_PROMPT:_ Can you restate the records below word for word?

_INPUT MATERIAL:_
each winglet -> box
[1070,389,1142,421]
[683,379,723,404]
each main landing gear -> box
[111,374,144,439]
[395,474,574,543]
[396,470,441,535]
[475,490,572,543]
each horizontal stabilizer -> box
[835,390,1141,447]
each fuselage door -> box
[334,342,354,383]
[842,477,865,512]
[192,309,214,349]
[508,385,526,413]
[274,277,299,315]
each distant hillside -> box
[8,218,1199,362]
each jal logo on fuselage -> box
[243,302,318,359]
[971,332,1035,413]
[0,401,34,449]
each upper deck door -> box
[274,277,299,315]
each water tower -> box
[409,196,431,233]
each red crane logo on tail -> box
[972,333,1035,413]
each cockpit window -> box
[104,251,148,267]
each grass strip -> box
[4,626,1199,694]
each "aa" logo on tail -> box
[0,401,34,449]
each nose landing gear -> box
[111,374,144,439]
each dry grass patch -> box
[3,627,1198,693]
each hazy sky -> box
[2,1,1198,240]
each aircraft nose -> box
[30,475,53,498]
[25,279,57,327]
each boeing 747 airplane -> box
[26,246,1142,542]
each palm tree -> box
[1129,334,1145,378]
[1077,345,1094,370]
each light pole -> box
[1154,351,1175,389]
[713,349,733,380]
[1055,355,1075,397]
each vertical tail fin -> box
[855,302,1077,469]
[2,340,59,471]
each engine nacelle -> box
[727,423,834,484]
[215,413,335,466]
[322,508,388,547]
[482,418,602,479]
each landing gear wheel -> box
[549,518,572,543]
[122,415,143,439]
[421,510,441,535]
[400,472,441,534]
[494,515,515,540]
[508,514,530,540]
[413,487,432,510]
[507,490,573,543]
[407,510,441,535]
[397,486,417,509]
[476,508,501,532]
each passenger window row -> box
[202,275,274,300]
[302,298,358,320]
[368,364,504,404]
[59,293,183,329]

_PROBLEM SOLUTION:_
each winglet -> box
[1070,389,1142,421]
[683,379,723,404]
each main landing gear -> box
[111,374,144,439]
[395,474,574,543]
[396,470,441,535]
[475,490,572,543]
each horizontal stabilizer -> box
[835,390,1141,447]
each fuselage door -> box
[334,342,354,383]
[842,477,865,512]
[192,309,214,349]
[508,385,526,413]
[274,277,299,315]
each distant hillside -> box
[8,218,1199,362]
each jal logo on fuselage -> box
[243,302,318,359]
[971,332,1035,413]
[0,401,34,449]
each upper deck door -> box
[274,277,299,315]
each water tower -> box
[409,196,431,233]
each red crane logo on tail -> box
[972,333,1035,413]
each cockpit window -> box
[104,251,148,267]
each grass strip -> box
[4,626,1199,694]
each "aa" logo on tail -> box
[0,401,34,449]
each nose landing gear -> box
[111,374,144,439]
each dry grass patch -> box
[3,627,1198,693]
each hazy sky -> box
[2,1,1198,240]
each aircraft nose -> box
[30,475,53,498]
[25,279,57,327]
each boeing 747 airplane -> box
[26,246,1142,542]
each palm tree -> box
[1129,334,1145,378]
[1077,345,1094,370]
each light pole -> box
[1154,351,1175,389]
[713,349,733,380]
[1055,355,1075,397]
each vertical tail fin -> box
[855,302,1077,469]
[2,340,59,471]
each engine nacelle -> box
[727,423,834,484]
[215,413,335,466]
[322,508,388,547]
[482,418,602,479]
each landing gear wheel -> box
[549,518,572,543]
[122,415,143,439]
[421,510,441,535]
[400,472,441,534]
[494,515,515,540]
[508,514,530,540]
[413,487,432,510]
[507,490,573,543]
[407,510,441,535]
[397,486,417,509]
[476,508,501,532]
each passenger window row -> box
[202,275,274,300]
[302,298,358,320]
[368,364,504,404]
[59,293,183,329]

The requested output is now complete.